BEGIN Records supplied
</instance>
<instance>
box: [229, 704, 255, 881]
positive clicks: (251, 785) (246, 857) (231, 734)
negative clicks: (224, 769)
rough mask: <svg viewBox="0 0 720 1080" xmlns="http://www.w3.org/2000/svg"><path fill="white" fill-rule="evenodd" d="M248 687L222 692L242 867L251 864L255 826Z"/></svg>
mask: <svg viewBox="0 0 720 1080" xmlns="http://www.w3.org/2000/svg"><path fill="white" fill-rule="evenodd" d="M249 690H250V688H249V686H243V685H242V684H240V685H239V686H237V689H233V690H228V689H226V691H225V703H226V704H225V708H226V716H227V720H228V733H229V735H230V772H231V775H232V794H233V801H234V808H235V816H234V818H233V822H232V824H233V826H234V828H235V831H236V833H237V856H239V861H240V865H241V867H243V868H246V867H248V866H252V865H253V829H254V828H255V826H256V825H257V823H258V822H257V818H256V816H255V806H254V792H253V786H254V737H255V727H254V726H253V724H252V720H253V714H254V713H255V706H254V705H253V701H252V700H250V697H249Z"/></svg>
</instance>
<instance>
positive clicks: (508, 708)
END Records supplied
BEGIN Records supplied
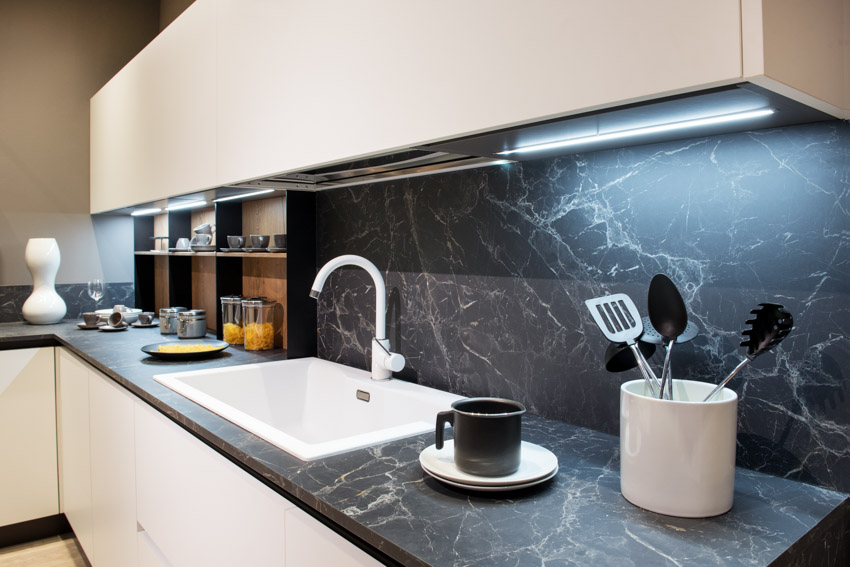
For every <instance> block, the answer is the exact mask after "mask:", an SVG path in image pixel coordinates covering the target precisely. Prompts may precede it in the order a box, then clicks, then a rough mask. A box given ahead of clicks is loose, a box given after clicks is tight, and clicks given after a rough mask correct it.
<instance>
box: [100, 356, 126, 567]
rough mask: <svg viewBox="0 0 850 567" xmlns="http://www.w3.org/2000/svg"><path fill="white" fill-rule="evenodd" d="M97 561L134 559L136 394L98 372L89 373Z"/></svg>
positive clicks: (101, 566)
END Records supplied
BEGIN Records supplied
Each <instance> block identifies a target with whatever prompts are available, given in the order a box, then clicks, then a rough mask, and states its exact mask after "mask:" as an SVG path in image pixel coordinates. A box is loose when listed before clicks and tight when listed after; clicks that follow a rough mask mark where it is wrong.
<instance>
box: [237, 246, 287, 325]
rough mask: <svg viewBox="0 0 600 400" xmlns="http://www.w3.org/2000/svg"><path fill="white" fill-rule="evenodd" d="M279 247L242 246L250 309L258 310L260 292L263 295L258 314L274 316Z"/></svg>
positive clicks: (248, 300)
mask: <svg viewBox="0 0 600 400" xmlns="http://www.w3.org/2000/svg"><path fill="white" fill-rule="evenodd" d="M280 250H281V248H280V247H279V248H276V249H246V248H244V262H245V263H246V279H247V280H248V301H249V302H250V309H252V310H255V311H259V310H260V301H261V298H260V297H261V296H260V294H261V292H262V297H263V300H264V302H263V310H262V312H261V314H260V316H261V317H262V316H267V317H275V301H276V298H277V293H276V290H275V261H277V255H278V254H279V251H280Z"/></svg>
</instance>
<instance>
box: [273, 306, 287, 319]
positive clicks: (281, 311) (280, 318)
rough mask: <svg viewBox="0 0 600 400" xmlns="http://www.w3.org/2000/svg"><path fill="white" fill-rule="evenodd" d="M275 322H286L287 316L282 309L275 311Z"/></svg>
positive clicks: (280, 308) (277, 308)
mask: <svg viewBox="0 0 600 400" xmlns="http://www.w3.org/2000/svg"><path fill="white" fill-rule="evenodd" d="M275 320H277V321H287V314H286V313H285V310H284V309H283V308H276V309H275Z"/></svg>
END Records supplied
_The task_
For every line above that holds the string "loose", add one to a count; give that count alone.

_Your solution_
2